Short exercise: Retype the following material word for word, keeping every line as it appears.

Records to process:

+ + + + +

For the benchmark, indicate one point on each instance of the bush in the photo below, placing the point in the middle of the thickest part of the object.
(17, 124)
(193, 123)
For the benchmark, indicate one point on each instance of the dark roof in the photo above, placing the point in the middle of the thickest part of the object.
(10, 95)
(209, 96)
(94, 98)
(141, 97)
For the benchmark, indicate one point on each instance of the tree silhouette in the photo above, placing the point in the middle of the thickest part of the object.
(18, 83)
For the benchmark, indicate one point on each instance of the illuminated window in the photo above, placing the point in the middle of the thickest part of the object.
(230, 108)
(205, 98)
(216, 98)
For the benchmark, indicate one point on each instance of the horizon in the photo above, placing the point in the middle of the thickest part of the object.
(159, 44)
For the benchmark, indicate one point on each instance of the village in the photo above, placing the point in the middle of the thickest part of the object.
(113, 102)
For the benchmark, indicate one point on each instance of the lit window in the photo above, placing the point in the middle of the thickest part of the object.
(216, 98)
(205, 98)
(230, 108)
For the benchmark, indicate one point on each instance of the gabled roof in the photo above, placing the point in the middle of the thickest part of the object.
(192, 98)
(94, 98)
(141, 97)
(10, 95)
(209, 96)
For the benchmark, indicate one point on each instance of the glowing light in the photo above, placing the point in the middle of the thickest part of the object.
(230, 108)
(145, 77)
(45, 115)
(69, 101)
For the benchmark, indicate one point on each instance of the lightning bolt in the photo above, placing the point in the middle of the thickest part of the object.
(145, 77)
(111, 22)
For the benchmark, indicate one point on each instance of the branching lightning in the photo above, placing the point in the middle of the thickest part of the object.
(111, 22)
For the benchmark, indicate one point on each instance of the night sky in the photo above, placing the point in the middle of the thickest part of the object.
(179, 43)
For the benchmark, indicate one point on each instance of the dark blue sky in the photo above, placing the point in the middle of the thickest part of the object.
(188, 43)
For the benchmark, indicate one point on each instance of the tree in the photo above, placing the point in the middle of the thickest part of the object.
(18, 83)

+ + + + +

Task response:
For the benchmark, indicate one point on each instance of the bush in the photo below, placing the point in the middle of the thickest part of the object.
(17, 124)
(193, 123)
For the benchmark, indicate one point on each instance of the dark roof in the photo above, placing the point in the middle of the thickest part of the object.
(10, 95)
(209, 96)
(94, 98)
(141, 97)
For the benchmark, indicate one point on each instance of the tree silhouette in the photo above, placing the point in the middle of the thickest part of the object.
(18, 83)
For the benchmark, indicate one point on each instance of the illuminated window in the photo above, placing the point in the middle of the thickest part of the object.
(230, 108)
(205, 98)
(216, 98)
For the benchmark, indicate one point on each instance of the horizon in the photo above, placing the point in the middle of the thickest part of the object.
(159, 44)
For the benchmark, indicate one point on each instance of the village in the photo above, placing the point in the middle of the thickest part of the object.
(113, 102)
For the benchmark, indicate one point on each instance of the lit window in the photo above, placing the point in the middle of the thickest part of the object.
(216, 98)
(205, 98)
(230, 108)
For the benchmark, indicate one point on each instance of the gabled roof in the photo above, placing the point in the middle of the thickest part of the object.
(192, 98)
(94, 98)
(141, 97)
(10, 95)
(209, 96)
For the benchmark, indicate one point on each instance of the glowing light in the photo above, placing the point in the middle of the thickest part of the object.
(230, 108)
(145, 77)
(45, 115)
(69, 101)
For the benchmark, indicate one point on each instance of the lightning bolt in the photo above, placing the point in the middle of the thickest part of the object.
(145, 77)
(111, 22)
For the benchmark, indicate one point on each instance of the branching lightning in the photo above, placing the point in the middle of the thickest part of the object.
(111, 22)
For the benchmark, indicate one point on each instance of the night sky in the photo above, placing the point in the middle of the thickest part of the object.
(179, 43)
For the benchmark, indicate one point on each instance of the dark blue sky in the photo above, placing the point in the middle of the thickest part of the object.
(188, 43)
For the benchmark, indicate one point on each instance of the tree in the photo above, placing the point in the middle of the thickest part of the object.
(18, 83)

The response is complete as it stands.